Exercise:
Which of the lines below contain the word "grass"? Pick out each one and copy it in full.

Records shown:
^^^^^^^^^^^^^^^^

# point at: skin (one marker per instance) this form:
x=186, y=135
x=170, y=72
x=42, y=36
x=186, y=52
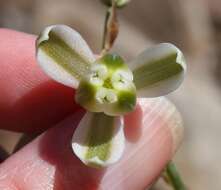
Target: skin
x=31, y=102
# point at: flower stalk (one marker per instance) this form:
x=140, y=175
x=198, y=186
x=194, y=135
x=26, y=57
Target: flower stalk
x=173, y=178
x=110, y=28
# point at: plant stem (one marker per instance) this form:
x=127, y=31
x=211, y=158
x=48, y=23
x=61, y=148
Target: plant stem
x=110, y=28
x=173, y=177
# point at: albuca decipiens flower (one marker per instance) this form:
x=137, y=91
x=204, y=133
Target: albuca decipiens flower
x=106, y=87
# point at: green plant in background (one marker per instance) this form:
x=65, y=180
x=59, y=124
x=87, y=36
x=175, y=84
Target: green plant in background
x=106, y=86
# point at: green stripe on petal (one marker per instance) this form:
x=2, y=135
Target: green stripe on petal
x=158, y=70
x=63, y=54
x=99, y=139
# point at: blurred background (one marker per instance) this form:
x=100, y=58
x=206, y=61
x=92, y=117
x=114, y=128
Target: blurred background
x=193, y=25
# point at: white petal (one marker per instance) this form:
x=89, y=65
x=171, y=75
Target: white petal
x=63, y=54
x=158, y=70
x=99, y=139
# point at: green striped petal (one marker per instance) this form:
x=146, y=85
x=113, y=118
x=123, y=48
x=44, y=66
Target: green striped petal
x=158, y=70
x=99, y=139
x=63, y=54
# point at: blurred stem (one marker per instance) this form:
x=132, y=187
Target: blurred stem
x=110, y=28
x=3, y=154
x=25, y=139
x=173, y=178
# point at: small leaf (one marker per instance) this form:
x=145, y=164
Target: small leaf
x=63, y=54
x=99, y=139
x=158, y=70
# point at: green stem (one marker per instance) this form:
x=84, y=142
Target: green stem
x=172, y=175
x=110, y=28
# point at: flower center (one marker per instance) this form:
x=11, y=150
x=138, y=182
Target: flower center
x=108, y=87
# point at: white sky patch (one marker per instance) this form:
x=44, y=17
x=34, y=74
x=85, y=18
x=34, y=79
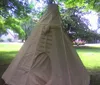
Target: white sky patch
x=93, y=19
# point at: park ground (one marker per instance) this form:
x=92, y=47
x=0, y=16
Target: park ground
x=89, y=54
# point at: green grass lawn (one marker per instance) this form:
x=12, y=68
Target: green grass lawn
x=8, y=52
x=90, y=56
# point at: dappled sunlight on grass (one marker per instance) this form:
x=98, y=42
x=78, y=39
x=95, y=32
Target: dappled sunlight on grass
x=90, y=56
x=8, y=52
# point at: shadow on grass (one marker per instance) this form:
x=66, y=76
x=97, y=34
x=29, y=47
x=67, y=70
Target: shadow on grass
x=86, y=47
x=6, y=57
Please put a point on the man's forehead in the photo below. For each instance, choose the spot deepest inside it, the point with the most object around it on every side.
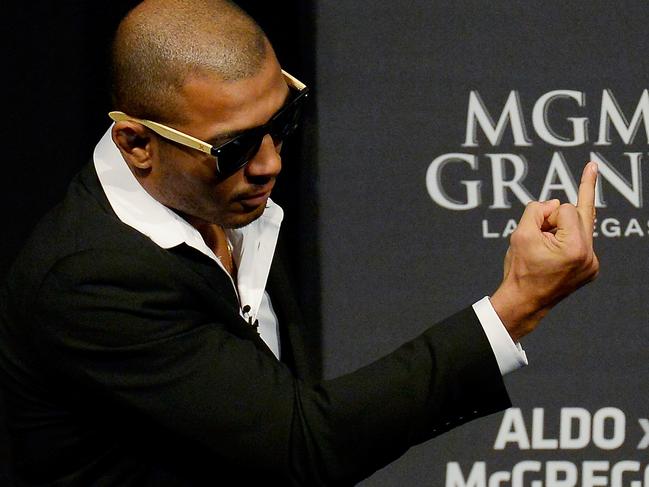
(213, 105)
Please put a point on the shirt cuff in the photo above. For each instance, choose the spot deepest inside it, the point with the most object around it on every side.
(509, 355)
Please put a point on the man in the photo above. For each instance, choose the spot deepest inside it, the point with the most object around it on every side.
(148, 335)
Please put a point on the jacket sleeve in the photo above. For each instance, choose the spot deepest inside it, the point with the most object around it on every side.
(134, 335)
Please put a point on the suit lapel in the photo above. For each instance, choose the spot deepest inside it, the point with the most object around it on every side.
(209, 280)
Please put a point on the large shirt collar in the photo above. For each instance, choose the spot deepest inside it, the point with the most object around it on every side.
(253, 245)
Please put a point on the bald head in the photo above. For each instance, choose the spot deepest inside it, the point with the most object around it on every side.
(160, 43)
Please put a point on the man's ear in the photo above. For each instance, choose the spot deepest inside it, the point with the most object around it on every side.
(135, 143)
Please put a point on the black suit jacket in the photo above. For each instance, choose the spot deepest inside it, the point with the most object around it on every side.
(127, 364)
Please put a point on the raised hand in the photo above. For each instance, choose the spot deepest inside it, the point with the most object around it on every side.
(550, 256)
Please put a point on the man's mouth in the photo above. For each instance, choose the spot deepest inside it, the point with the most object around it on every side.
(257, 198)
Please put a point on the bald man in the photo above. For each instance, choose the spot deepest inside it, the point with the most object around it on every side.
(148, 335)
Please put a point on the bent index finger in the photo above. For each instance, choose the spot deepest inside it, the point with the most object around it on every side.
(586, 197)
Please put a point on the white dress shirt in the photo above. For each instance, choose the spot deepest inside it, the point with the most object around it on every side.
(253, 247)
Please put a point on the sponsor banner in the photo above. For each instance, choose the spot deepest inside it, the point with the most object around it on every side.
(438, 122)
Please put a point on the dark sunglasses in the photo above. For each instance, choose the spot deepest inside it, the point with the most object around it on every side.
(236, 152)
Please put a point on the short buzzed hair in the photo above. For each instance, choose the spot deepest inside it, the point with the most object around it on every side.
(161, 42)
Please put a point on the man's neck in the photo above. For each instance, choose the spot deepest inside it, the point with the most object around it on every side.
(216, 239)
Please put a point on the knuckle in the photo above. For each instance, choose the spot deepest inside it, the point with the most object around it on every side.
(518, 237)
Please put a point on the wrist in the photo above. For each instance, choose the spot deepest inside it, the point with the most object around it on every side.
(518, 312)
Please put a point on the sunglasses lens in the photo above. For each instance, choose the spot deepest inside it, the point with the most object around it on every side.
(238, 151)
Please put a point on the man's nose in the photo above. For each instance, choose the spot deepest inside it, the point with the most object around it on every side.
(267, 162)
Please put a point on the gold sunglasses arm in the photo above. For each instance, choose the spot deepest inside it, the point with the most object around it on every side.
(166, 132)
(293, 81)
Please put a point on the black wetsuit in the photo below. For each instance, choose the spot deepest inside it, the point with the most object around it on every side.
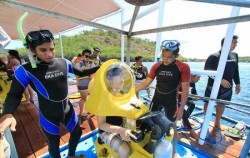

^^^^^^^^^^^^^^^^

Solution to the exercise:
# point at: green grass lawn (one marker per instance) this form:
Target: green grass lawn
# point at: dappled sunlight on grass (one marker per instance) this form:
Target: dappled sunlight on grass
# point at: shadow on grass (one marker per instance) this form:
Target: shadow on grass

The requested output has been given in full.